Provider responses to prospective compromise on surprise billing range from concerns to opposition
- In legislation to address surprise billing, out-of-network rates would be determined through either direct negotiations or an independent dispute resolution (IDR) process.
- Hospitals are urging tweaks, such as for the IDR process to exclude consideration of any public health-plan rates.
- Physician advocates have greater concerns and are pushing to stop looming approval to allow for more changes.
A bipartisan, bicameral group of congressional healthcare committees is urging fast passage of a “compromise” to address surprise medical bills, but provider advocates are very concerned about it.
Three House committees and the Senate Health, Education, Labor and Pensions Committee recently announced an agreement on the No Surprises Act and pressed for leaders to include it in an end-of-the-year funding package.

- WHAT TO DO
1. List the bulleted statements that appear under the headline of the surprise billing article.
2. Reproduce the stretch of the surprise billing article from "- Hospitals are" through "end-of-the-year funding package.".
The entries that come next have nothing to do with the surprise billing article.

- RECORDS SUPPLIED
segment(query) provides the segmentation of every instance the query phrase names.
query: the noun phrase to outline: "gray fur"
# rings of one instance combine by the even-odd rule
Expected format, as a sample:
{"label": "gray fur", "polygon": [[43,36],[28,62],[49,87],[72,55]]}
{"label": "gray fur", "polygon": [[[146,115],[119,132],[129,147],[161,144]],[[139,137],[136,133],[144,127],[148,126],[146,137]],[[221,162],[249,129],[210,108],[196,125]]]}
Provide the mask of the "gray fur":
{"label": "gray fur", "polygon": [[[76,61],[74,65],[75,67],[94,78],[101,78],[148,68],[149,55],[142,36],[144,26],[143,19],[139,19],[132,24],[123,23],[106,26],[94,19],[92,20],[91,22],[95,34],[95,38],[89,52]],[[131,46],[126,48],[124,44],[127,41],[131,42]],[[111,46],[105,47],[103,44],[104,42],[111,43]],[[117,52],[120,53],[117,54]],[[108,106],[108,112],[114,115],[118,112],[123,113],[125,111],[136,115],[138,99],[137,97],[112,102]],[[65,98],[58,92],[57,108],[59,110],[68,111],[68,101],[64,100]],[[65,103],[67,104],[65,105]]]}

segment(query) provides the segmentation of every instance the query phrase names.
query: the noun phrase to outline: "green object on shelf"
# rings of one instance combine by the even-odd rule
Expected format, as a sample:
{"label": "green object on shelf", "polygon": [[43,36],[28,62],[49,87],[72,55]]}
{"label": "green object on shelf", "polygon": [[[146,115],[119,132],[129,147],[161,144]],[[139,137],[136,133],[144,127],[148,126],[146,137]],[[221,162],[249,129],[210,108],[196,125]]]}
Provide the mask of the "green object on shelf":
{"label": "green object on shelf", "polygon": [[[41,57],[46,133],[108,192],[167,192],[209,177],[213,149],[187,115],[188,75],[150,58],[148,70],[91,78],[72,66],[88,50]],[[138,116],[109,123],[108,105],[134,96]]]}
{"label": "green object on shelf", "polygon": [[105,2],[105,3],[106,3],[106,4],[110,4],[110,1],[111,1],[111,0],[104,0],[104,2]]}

==

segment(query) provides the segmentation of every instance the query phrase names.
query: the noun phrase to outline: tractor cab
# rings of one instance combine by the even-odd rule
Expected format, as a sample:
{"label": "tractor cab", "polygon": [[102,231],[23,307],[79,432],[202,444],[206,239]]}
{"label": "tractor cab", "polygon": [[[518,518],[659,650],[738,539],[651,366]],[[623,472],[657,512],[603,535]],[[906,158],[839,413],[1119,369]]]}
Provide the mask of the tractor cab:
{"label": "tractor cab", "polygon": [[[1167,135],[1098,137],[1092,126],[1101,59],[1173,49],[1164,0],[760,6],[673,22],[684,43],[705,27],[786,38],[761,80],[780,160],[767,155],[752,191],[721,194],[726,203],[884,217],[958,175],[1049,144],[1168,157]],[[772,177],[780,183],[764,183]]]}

* * *

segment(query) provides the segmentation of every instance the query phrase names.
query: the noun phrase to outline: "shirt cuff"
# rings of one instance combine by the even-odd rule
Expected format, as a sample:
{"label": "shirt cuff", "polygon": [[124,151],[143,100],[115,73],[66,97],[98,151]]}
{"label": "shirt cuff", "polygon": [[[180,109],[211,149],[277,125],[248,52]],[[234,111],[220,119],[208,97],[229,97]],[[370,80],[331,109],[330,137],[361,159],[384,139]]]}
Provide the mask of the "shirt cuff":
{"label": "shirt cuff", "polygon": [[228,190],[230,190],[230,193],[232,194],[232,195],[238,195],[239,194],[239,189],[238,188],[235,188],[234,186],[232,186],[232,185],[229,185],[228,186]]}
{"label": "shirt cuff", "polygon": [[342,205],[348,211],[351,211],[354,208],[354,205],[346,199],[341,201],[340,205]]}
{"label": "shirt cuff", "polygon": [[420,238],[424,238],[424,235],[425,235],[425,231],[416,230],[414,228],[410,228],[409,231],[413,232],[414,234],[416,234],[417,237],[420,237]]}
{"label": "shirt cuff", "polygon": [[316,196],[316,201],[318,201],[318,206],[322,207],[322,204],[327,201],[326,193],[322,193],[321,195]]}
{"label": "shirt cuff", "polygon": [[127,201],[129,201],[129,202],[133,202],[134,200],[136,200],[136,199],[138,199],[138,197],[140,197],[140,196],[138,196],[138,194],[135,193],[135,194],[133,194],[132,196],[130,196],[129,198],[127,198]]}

- RESPONSE LIST
1.
- In legislation to address surprise billing, out-of-network rates would be determined through either direct negotiations or an independent dispute resolution (IDR) process.
- Hospitals are urging tweaks, such as for the IDR process to exclude consideration of any public health-plan rates.
- Physician advocates have greater concerns and are pushing to stop looming approval to allow for more changes.

2.
- Hospitals are urging tweaks, such as for the IDR process to exclude consideration of any public health-plan rates.
- Physician advocates have greater concerns and are pushing to stop looming approval to allow for more changes.
A bipartisan, bicameral group of congressional healthcare committees is urging fast passage of a “compromise” to address surprise medical bills, but provider advocates are very concerned about it.
Three House committees and the Senate Health, Education, Labor and Pensions Committee recently announced an agreement on the No Surprises Act and pressed for leaders to include it in an end-of-the-year funding package.